*** The data ***

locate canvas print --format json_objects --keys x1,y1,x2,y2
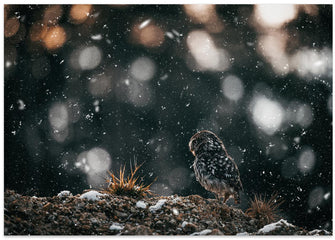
[{"x1": 3, "y1": 4, "x2": 333, "y2": 236}]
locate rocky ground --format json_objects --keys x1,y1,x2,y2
[{"x1": 4, "y1": 190, "x2": 332, "y2": 235}]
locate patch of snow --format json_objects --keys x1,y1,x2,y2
[
  {"x1": 171, "y1": 196, "x2": 182, "y2": 203},
  {"x1": 136, "y1": 201, "x2": 147, "y2": 209},
  {"x1": 257, "y1": 219, "x2": 294, "y2": 233},
  {"x1": 138, "y1": 18, "x2": 151, "y2": 29},
  {"x1": 149, "y1": 199, "x2": 166, "y2": 212},
  {"x1": 181, "y1": 221, "x2": 188, "y2": 228},
  {"x1": 91, "y1": 34, "x2": 102, "y2": 40},
  {"x1": 172, "y1": 208, "x2": 179, "y2": 216},
  {"x1": 308, "y1": 229, "x2": 331, "y2": 236},
  {"x1": 79, "y1": 190, "x2": 105, "y2": 201},
  {"x1": 109, "y1": 223, "x2": 124, "y2": 231},
  {"x1": 57, "y1": 190, "x2": 72, "y2": 198},
  {"x1": 190, "y1": 229, "x2": 212, "y2": 236},
  {"x1": 165, "y1": 32, "x2": 174, "y2": 39}
]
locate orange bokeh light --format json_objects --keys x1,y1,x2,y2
[
  {"x1": 43, "y1": 26, "x2": 66, "y2": 50},
  {"x1": 70, "y1": 4, "x2": 92, "y2": 24}
]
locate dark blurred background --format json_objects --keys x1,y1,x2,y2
[{"x1": 4, "y1": 5, "x2": 333, "y2": 230}]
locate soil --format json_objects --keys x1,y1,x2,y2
[{"x1": 4, "y1": 190, "x2": 332, "y2": 235}]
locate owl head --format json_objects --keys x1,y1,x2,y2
[{"x1": 188, "y1": 130, "x2": 221, "y2": 156}]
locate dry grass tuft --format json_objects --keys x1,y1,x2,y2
[
  {"x1": 245, "y1": 193, "x2": 284, "y2": 226},
  {"x1": 102, "y1": 164, "x2": 156, "y2": 198}
]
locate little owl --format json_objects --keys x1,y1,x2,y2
[{"x1": 189, "y1": 130, "x2": 242, "y2": 203}]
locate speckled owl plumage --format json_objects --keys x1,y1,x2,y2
[{"x1": 189, "y1": 130, "x2": 242, "y2": 203}]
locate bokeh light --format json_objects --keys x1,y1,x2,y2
[
  {"x1": 43, "y1": 26, "x2": 66, "y2": 50},
  {"x1": 187, "y1": 30, "x2": 230, "y2": 71},
  {"x1": 251, "y1": 96, "x2": 285, "y2": 135},
  {"x1": 69, "y1": 4, "x2": 92, "y2": 24}
]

***

= What to work on =
Repeat all the records above line for line, leaving out the pictures.

= Exercise result =
locate canvas print --format json_objects --keys x1,y1,x2,y2
[{"x1": 3, "y1": 4, "x2": 333, "y2": 236}]
locate rocky ground --format json_objects --keys x1,y1,x2,y2
[{"x1": 4, "y1": 190, "x2": 332, "y2": 235}]
locate patch of snow --format json_objects --keys x1,y1,x2,y2
[
  {"x1": 171, "y1": 196, "x2": 182, "y2": 203},
  {"x1": 136, "y1": 201, "x2": 147, "y2": 209},
  {"x1": 257, "y1": 219, "x2": 294, "y2": 233},
  {"x1": 138, "y1": 18, "x2": 151, "y2": 29},
  {"x1": 149, "y1": 199, "x2": 166, "y2": 212},
  {"x1": 181, "y1": 221, "x2": 188, "y2": 228},
  {"x1": 91, "y1": 34, "x2": 102, "y2": 40},
  {"x1": 172, "y1": 208, "x2": 179, "y2": 216},
  {"x1": 308, "y1": 229, "x2": 331, "y2": 236},
  {"x1": 79, "y1": 190, "x2": 105, "y2": 201},
  {"x1": 109, "y1": 223, "x2": 124, "y2": 231},
  {"x1": 57, "y1": 190, "x2": 72, "y2": 198},
  {"x1": 190, "y1": 229, "x2": 212, "y2": 236},
  {"x1": 165, "y1": 32, "x2": 174, "y2": 39}
]
locate orange bokeh light --format json_objects --keys x1,y1,x2,y2
[
  {"x1": 43, "y1": 26, "x2": 66, "y2": 50},
  {"x1": 70, "y1": 4, "x2": 92, "y2": 24}
]
locate dark blurred background --format json_objects --keys x1,y1,x2,y2
[{"x1": 4, "y1": 5, "x2": 333, "y2": 230}]
locate soil --format json_objects --keys x1,y1,x2,y2
[{"x1": 4, "y1": 190, "x2": 332, "y2": 235}]
locate owl head --format json_objects --keys x1,y1,x2,y2
[{"x1": 188, "y1": 130, "x2": 221, "y2": 156}]
locate dry grass tuft --format json_objects --keys x1,y1,x2,y2
[
  {"x1": 245, "y1": 193, "x2": 284, "y2": 226},
  {"x1": 102, "y1": 164, "x2": 156, "y2": 198}
]
locate little owl --format json_objects --keys x1,y1,x2,y2
[{"x1": 189, "y1": 130, "x2": 242, "y2": 203}]
locate speckled owl plumage --format json_objects --keys x1,y1,x2,y2
[{"x1": 189, "y1": 130, "x2": 242, "y2": 203}]
locate bokeh light --format json_objects --keys x1,y1,x2,y2
[
  {"x1": 43, "y1": 26, "x2": 66, "y2": 50},
  {"x1": 187, "y1": 30, "x2": 230, "y2": 71},
  {"x1": 251, "y1": 96, "x2": 285, "y2": 135},
  {"x1": 69, "y1": 4, "x2": 92, "y2": 24}
]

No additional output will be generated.